__Task directions__. An exact reproduction of all entries is required.

__The data__.
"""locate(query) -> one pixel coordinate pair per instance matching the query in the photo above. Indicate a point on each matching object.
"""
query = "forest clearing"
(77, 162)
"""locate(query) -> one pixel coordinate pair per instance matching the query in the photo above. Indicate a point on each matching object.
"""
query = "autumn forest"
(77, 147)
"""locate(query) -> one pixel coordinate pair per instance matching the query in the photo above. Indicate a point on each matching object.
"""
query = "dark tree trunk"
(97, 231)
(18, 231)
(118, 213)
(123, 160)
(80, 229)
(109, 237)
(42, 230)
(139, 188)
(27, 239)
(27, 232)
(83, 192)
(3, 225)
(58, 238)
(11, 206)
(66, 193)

__Solution for this task__.
"""locate(query) -> one pixel coordinate pair per instance matching the query in the photo above. Indicate a point on each matching object.
"""
query = "forest clearing"
(77, 162)
"""locate(query) -> one pixel coordinate pair per instance matching the query in the photo above. Indicate a point on each matching object.
"""
query = "autumn forest"
(77, 147)
"""locate(query) -> one pixel coordinate pair per instance matching the query in the photo above. Indicate a point on each matching object.
"""
query = "dark tree trunk"
(97, 231)
(18, 231)
(118, 213)
(123, 160)
(80, 229)
(109, 237)
(42, 230)
(139, 188)
(27, 239)
(27, 232)
(83, 192)
(3, 225)
(58, 238)
(11, 206)
(66, 193)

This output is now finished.